He is hopeful that creating a detailed playbook for health systems "will mean that algorithms will get tested at these different points in the pipeline, before they start touching patients."
Changing culture
The debate over healthcare algorithms — in a field where physicians are frequently white men — has prompted both reflection and defensiveness.
This summer, Dr. David Jones, a professor of the culture of medicine at Harvard University, co-authored an article in the New England Journal of Medicine about how race is used in clinical algorithms. The co-authors identified several algorithms in obstetrics, cardiology, oncology, and other specialities that factored race into their risk predictions or diagnostic test results.
At first glance, including race might seem like an effective way to make algorithms less biased. Except, as Dr. Jones and his co-authors argued: "By embedding race into the basic data and decisions of health care, these algorithms propagate race-based medicine. Many of these race-adjusted algorithms guide decisions in ways that may direct more attention or resources to white patients than to members of racial and ethnic minorities."
Further, they wrote, when some algorithm developers try to explain why racial or ethnic differences might exist, the explanation leads to "outdated, suspect racial science or to biased data." The co-authors said it was important to understand how race might affect health outcomes. When race shows up as linked to certain outcomes, it's likely a proxy for something else: structural racism, education, income, and access to healthcare. Yet they cautioned against using it in predictive tools like algorithms.
"We did not come out and say these things are bad and should be stopped," says Dr. Jones in an interview. "We said these things are likely bad and should be considered."
Dr. Jones believes that algorithms would improve and create more equitable outcomes if they accounted for poverty, which is a significant predictor of life expectancy, and other socioeconomic factors like food insecurity, housing, and exposure to environmental toxins.

[Dataset entries]
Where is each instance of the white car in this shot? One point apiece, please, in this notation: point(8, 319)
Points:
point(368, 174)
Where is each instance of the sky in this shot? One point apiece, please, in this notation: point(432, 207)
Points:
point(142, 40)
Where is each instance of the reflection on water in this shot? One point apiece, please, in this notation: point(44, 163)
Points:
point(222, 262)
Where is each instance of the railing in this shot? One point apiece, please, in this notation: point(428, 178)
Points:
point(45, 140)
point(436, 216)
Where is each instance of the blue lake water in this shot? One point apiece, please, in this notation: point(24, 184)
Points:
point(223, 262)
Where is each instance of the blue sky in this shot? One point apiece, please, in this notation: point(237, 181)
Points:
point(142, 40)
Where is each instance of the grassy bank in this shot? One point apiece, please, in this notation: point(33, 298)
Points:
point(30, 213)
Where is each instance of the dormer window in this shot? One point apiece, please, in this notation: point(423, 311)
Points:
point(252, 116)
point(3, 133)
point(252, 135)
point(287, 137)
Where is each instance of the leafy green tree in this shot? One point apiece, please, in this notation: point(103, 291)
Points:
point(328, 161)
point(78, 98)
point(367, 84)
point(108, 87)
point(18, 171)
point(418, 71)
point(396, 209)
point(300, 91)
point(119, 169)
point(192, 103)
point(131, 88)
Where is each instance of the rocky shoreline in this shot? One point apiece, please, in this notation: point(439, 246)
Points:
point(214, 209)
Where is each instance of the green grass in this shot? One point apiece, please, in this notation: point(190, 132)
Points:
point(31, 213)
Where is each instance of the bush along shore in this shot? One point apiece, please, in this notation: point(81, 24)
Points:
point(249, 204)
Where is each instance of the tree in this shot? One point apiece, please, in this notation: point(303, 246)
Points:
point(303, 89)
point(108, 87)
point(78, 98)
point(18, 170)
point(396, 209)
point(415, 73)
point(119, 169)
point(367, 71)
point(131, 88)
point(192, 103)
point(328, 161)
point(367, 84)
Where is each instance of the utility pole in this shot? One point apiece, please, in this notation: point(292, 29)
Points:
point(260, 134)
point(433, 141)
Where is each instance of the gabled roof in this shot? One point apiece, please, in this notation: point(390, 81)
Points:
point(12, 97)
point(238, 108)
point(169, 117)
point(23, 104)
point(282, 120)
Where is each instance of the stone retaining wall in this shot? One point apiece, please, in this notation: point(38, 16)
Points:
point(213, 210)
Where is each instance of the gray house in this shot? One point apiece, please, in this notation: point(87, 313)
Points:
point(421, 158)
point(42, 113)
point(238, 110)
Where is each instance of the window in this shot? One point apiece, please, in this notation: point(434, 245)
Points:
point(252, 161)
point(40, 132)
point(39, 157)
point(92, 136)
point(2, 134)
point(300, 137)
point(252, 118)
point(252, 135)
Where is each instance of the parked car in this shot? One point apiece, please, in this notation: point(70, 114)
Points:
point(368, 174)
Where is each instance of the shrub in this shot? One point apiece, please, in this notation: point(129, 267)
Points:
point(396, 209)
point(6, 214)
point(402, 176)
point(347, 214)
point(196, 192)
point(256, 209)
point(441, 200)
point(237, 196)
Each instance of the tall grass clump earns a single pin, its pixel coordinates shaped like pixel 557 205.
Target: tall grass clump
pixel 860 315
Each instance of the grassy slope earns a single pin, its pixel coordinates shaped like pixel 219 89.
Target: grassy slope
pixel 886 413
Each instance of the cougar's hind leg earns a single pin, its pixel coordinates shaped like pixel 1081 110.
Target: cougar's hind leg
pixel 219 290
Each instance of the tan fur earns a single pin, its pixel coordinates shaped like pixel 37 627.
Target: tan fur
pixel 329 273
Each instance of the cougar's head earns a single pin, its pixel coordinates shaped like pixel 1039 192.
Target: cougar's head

▸ **Apply what you read**:
1. Answer these questions about the excerpt on race in healthcare algorithms:
(a) At which university is Dr. David Jones a professor, and of what field?
(b) In which journal did his co-authored article on race in clinical algorithms appear?
(c) What does Dr. Jones call a significant predictor of life expectancy?
2. Please continue the excerpt on race in healthcare algorithms, picking up after its final sentence.
The dataset entries are separate material with no connection to the excerpt on race in healthcare algorithms.

▸ **Task-by-task results**:
1.
(a) Harvard University; the culture of medicine.
(b) The New England Journal of Medicine.
(c) Poverty.

2.
In general, doctors are known to resist abandoning techniques and tools they trust. They may not understand the complex relationship between structural racism and health outcomes. As a result, some may be reticent to think critically about algorithms and equity.
For Dr. Obasi, director of the HEALTH Research Institute at the University of Houston, it's vital that developers and clinicians listen to patients affected by algorithms.
A patient who underreports certain aspects of their health, like mental illness, drug use, and intimate partner violence, might do so out of fear. If he can't answer questions about his father's medical history, it might be because he doesn't have a personal history with him or doesn't discuss medical challenges with him. If he can't complete the part of the questionnaire about his mother's health, it could be because she's not had insurance for years and hasn't seen a medical provider. A patient deemed "noncompliant" might feel uncomfortable following up on a physician's orders after dealing with racism in their office.
Dr. Obasi wishes for algorithms that are designed with such cultural differences and lived experiences in mind.
"Anytime you're trying to take technological advancements and translate that into practice, you need to have folks impacted by it at the table," says Dr. Obasi. "And that requires a different level of humility."